**WHAT IS BEING ASKED**
Find the string "walking" in the data, and copy out each line that has it.

:: AVAILABLE DATA

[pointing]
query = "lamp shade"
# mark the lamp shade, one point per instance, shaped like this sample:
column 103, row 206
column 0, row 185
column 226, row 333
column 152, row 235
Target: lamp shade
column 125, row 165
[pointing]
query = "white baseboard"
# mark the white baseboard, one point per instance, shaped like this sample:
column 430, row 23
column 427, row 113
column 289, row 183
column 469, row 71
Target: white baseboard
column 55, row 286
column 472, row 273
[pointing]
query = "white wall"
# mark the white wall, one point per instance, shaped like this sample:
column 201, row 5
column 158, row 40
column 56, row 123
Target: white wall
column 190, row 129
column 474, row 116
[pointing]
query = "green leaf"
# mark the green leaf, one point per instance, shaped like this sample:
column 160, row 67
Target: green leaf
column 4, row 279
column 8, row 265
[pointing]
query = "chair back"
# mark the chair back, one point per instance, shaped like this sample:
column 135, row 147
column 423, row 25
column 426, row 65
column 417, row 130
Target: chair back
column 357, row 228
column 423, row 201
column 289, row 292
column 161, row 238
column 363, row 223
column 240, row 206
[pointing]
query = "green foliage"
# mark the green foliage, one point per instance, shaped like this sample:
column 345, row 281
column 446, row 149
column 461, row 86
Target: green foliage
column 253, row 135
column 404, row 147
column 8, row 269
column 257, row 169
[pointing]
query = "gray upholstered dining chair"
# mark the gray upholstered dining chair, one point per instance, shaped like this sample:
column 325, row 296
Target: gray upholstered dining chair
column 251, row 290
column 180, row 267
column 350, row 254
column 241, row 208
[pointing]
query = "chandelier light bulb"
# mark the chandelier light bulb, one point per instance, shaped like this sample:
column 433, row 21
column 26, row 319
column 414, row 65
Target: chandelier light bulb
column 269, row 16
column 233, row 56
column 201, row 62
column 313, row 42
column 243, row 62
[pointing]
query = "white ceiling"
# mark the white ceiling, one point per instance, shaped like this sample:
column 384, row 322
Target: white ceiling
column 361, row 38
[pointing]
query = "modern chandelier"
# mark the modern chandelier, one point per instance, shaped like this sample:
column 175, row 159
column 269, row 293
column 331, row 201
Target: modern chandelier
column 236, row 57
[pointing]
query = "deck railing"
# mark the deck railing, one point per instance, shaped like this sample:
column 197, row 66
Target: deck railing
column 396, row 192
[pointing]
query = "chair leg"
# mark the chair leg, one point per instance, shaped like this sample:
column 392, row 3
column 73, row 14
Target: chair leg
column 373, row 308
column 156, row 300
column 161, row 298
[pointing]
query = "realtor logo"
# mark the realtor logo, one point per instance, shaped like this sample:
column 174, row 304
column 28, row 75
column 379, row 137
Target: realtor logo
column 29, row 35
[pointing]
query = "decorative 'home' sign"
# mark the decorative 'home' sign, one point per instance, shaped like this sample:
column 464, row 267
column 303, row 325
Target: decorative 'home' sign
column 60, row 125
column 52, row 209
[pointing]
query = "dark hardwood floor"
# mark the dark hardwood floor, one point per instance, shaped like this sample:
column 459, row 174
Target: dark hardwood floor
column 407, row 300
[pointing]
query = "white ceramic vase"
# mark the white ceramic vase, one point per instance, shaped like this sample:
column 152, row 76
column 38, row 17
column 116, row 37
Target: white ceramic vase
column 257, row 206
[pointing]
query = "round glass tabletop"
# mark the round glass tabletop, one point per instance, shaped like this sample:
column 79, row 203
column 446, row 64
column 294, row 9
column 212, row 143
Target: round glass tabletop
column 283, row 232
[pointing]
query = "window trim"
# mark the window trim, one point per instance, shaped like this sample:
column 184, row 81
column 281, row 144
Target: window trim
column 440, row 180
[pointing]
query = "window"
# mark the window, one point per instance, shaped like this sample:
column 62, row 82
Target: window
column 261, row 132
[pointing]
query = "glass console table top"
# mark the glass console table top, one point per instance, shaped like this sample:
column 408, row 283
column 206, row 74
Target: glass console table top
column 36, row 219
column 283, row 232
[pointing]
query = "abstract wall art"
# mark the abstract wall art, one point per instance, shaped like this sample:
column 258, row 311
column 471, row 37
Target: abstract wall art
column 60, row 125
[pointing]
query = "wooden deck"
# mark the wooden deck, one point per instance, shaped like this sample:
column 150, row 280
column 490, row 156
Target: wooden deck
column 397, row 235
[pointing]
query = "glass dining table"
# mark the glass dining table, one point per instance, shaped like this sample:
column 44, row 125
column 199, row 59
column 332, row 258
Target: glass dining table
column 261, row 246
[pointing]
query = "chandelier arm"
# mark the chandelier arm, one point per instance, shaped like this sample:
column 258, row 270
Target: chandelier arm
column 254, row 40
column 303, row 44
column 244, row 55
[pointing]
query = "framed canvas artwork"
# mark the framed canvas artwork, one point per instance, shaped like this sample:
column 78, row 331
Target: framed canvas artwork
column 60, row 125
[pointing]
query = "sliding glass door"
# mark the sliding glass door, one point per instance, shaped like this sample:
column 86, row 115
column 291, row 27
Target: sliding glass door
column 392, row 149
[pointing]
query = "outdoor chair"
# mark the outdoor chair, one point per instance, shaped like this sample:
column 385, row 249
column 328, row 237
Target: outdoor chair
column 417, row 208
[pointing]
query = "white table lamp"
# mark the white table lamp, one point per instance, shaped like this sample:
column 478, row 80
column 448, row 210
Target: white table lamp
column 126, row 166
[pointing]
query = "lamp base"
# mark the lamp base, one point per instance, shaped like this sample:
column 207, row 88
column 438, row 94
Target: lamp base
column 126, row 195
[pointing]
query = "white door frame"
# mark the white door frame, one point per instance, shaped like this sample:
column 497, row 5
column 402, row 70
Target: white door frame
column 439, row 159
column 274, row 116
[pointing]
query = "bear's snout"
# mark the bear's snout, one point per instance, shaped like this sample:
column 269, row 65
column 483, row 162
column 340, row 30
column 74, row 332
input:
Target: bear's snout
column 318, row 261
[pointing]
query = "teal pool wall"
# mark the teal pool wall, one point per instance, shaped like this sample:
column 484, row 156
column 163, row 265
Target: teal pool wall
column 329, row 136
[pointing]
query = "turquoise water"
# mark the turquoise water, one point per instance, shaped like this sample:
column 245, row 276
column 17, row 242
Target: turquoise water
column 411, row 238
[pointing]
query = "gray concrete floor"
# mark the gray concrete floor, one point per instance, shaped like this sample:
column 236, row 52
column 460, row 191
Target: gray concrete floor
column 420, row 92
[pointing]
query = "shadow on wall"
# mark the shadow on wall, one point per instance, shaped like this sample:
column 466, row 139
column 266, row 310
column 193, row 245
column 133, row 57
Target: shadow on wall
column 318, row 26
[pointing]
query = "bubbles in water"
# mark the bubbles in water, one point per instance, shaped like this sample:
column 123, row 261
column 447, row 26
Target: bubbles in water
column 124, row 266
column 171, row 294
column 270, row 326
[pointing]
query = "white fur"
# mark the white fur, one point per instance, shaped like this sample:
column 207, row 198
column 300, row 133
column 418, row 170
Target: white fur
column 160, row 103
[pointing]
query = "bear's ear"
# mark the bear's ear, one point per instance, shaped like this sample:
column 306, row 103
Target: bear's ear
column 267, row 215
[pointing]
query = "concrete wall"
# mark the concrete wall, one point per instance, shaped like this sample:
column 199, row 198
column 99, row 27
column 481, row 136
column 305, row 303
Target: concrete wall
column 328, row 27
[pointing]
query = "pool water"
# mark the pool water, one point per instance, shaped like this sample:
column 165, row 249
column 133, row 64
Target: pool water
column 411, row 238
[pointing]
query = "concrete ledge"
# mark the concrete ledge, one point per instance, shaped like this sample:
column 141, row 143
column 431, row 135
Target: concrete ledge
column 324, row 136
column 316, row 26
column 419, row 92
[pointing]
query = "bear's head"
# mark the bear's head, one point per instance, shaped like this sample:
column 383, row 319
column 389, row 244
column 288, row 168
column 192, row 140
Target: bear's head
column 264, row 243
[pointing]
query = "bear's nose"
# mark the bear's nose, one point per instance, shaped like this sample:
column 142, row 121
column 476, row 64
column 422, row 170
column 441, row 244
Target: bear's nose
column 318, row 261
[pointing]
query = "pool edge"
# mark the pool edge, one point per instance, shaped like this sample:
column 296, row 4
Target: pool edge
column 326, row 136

::::
:: AVAILABLE DATA

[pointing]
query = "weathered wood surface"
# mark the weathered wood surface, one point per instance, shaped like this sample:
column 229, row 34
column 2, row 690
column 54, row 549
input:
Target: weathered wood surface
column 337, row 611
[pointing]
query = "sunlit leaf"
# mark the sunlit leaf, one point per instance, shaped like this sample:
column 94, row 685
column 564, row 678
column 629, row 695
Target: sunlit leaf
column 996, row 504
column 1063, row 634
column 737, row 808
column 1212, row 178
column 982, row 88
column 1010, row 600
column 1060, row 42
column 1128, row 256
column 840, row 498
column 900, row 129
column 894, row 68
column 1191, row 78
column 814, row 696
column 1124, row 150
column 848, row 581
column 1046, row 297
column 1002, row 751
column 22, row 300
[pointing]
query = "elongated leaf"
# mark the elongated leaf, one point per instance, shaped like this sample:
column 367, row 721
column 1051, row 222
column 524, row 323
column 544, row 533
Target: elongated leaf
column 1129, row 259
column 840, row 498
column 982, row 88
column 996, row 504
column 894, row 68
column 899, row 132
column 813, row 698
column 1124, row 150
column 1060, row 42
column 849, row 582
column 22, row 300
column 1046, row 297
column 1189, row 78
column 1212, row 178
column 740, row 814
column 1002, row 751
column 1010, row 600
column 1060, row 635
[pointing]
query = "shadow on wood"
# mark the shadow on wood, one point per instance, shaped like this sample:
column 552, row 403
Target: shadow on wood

::::
:: AVAILABLE DATA

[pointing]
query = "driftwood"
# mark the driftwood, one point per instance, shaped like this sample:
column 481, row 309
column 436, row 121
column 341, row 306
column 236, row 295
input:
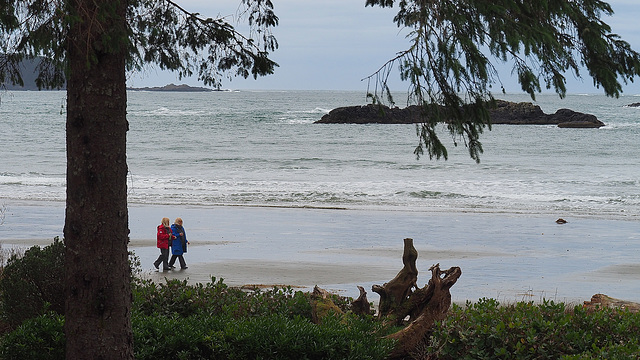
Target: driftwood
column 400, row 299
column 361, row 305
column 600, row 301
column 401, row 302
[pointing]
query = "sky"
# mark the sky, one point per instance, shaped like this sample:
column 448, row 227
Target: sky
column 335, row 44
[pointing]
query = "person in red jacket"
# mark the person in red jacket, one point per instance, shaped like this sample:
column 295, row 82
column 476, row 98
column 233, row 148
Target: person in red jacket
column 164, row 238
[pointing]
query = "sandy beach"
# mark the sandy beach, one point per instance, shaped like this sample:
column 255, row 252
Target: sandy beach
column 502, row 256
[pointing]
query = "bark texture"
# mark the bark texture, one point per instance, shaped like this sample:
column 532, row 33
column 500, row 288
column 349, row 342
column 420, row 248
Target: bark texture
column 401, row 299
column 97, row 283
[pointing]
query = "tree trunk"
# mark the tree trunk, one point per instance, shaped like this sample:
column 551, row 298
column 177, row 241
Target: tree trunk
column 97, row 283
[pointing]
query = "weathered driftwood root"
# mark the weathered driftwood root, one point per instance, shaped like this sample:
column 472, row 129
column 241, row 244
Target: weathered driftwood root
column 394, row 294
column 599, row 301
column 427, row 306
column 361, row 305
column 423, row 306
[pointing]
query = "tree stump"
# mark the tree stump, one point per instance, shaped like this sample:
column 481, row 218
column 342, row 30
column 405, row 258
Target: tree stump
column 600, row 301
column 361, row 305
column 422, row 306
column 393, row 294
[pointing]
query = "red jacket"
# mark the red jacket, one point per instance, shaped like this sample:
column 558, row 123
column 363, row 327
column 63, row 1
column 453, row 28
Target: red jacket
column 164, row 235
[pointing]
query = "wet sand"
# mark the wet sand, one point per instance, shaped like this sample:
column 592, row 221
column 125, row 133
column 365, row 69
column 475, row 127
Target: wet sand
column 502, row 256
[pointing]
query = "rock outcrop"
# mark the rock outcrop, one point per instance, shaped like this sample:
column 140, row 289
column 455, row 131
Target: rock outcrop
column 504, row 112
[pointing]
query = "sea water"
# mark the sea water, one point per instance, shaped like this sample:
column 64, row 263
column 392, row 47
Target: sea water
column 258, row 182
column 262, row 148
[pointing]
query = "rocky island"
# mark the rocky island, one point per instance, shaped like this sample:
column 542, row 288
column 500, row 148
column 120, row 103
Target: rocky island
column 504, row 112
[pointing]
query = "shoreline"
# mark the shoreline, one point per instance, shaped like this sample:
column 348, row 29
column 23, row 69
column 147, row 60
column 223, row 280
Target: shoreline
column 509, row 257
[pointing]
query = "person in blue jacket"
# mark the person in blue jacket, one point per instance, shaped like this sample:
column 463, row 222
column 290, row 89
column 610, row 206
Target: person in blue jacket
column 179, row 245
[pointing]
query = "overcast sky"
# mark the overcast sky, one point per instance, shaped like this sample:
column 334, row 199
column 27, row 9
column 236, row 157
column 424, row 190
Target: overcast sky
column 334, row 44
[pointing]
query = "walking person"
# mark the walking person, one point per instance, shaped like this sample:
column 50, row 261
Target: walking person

::::

**YOUR SOLUTION**
query = "walking person"
# mark the walking person, one point per instance, shaped like this sample:
Target: walking person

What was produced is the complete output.